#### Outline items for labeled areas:
============
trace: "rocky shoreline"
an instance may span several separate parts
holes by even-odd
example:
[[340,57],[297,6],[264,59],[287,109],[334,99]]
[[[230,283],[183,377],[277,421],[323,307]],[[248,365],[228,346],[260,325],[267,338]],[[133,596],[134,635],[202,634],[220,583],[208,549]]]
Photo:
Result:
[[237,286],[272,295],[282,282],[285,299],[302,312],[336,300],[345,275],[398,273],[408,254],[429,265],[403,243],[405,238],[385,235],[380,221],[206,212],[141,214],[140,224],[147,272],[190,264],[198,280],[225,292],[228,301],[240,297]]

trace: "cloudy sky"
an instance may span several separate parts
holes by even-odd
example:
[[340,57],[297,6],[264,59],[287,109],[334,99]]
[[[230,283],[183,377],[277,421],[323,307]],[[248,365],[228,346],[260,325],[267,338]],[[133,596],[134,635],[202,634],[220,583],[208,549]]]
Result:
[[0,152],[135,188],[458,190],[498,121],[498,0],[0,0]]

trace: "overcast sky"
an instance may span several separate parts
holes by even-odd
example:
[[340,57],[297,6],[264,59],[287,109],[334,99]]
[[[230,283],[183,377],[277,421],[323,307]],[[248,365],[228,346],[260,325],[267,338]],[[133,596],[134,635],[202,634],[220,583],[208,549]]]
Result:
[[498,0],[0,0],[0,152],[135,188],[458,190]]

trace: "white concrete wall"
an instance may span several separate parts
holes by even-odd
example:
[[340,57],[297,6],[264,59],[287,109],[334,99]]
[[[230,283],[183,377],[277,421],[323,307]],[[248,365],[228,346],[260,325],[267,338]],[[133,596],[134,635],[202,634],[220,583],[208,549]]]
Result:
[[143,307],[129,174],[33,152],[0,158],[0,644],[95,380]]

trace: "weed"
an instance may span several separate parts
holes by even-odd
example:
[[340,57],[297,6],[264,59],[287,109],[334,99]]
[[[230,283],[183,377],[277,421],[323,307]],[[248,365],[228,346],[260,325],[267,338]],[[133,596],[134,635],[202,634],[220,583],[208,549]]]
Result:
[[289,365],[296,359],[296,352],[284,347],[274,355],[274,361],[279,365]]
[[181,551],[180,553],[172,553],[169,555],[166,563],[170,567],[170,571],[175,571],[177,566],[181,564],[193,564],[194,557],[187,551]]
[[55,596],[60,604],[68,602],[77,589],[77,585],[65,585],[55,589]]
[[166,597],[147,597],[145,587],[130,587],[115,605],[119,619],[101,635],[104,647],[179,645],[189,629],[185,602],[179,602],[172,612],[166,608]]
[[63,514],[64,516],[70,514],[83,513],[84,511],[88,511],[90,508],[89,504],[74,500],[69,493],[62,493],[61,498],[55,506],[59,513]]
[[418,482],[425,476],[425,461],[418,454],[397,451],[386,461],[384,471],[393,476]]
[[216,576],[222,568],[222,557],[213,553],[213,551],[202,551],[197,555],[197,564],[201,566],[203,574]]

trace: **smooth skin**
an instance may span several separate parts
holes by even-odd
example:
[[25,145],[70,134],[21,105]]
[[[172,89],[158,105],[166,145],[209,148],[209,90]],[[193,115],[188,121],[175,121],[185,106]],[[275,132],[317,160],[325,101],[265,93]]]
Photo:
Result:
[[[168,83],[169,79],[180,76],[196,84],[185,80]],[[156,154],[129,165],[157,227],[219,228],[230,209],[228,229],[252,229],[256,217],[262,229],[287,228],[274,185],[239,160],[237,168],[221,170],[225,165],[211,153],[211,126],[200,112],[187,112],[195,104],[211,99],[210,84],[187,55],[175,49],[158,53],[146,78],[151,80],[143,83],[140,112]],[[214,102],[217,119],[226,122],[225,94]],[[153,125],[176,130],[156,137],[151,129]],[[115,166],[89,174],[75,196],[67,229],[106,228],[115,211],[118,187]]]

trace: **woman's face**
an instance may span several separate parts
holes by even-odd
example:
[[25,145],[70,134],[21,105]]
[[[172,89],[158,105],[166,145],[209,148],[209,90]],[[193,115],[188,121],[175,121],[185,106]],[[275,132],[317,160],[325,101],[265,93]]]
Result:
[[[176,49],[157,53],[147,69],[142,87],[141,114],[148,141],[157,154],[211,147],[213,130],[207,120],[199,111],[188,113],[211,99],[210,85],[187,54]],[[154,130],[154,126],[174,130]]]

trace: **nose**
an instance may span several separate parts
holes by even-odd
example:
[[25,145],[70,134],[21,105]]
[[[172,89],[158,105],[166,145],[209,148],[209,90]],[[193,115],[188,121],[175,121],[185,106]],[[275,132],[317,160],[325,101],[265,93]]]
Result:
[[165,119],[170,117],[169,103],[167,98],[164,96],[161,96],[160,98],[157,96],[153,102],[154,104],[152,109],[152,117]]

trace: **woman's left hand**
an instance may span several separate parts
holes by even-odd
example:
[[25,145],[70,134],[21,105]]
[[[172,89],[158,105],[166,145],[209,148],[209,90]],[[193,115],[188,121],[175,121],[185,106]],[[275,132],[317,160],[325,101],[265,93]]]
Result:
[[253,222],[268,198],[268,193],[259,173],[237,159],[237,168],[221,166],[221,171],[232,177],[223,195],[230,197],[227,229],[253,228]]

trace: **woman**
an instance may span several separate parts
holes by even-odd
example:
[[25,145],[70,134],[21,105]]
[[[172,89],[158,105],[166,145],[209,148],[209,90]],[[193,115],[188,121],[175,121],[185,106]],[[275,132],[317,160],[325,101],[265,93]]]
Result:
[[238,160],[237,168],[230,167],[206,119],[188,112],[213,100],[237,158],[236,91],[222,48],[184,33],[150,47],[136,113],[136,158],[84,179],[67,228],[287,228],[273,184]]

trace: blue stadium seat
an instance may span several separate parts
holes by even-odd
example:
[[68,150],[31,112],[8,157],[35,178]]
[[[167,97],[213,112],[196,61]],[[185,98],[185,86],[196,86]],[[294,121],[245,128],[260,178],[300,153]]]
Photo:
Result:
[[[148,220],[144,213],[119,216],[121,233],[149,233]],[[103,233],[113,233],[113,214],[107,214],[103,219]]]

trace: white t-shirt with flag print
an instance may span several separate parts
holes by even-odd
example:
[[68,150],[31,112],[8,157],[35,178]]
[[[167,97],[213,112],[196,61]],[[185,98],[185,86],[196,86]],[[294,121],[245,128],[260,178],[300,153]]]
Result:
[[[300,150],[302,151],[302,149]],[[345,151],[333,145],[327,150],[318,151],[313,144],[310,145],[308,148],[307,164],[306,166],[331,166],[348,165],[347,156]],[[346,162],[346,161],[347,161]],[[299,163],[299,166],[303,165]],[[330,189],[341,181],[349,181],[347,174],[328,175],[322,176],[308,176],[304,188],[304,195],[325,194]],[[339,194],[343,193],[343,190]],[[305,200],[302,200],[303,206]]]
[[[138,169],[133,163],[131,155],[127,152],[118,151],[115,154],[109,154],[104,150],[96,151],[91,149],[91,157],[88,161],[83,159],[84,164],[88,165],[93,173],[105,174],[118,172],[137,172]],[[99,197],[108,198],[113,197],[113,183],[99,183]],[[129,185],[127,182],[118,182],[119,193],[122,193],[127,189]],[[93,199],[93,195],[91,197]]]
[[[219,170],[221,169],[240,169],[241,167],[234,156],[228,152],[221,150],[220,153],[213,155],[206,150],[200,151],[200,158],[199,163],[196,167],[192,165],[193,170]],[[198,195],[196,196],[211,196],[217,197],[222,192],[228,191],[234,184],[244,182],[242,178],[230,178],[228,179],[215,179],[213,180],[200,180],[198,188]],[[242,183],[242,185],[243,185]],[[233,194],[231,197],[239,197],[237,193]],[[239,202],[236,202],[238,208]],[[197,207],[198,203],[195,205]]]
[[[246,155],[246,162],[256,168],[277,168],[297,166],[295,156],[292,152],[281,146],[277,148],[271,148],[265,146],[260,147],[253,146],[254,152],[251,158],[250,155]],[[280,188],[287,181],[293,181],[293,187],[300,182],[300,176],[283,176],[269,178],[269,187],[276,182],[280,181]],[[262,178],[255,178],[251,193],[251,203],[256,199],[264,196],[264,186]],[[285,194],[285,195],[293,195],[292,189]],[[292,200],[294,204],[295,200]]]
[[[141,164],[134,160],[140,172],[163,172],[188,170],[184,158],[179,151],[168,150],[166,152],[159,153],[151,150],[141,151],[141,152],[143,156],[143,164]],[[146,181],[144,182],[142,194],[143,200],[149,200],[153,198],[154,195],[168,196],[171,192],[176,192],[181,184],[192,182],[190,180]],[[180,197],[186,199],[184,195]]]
============
#### Instruction:
Write out the listing line for line, starting at its first line and ending at the line that contains "[[143,307],[129,174],[33,152],[0,158],[0,644],[95,380]]".

#### Correct response:
trace: "rocky shoreline"
an instance may span several separate parts
holes by even-odd
example:
[[340,57],[297,6],[264,59],[287,109],[334,99]]
[[[230,283],[183,377],[277,421],[323,307]],[[248,365],[228,346],[260,325],[267,338]],[[133,596],[134,635],[202,634],[220,583],[208,549]]]
Photo:
Result:
[[237,286],[272,295],[282,282],[285,299],[302,312],[336,300],[345,275],[398,273],[408,254],[429,265],[403,243],[405,238],[385,235],[380,221],[206,212],[141,214],[140,224],[147,272],[190,264],[198,280],[225,292],[228,301],[240,297]]

trace: "cloudy sky"
an instance may span several separate parts
holes by even-odd
example:
[[340,57],[297,6],[264,59],[287,109],[334,99]]
[[[230,283],[183,377],[277,421],[323,307]],[[248,365],[228,346],[260,325],[267,338]],[[133,596],[134,635],[202,634],[220,583],[208,549]]]
Result:
[[0,152],[135,188],[458,190],[498,121],[498,0],[0,0]]

trace: "overcast sky"
an instance may span several separate parts
holes by even-odd
example:
[[340,57],[297,6],[264,59],[287,109],[334,99]]
[[[230,283],[183,377],[277,421],[323,307]],[[248,365],[228,346],[260,325],[267,338]],[[133,596],[134,635],[202,634],[220,583],[208,549]]]
Result:
[[498,0],[0,0],[0,152],[135,188],[458,190]]

trace: "white concrete wall"
an instance may span several separate parts
holes by even-odd
example:
[[340,57],[297,6],[264,59],[287,109],[334,99]]
[[[230,283],[183,377],[277,421],[323,307]],[[248,365],[228,346],[260,325],[267,338]],[[133,596],[134,635],[202,634],[220,583],[208,549]]]
Result:
[[143,307],[129,174],[33,152],[0,158],[0,644],[95,380]]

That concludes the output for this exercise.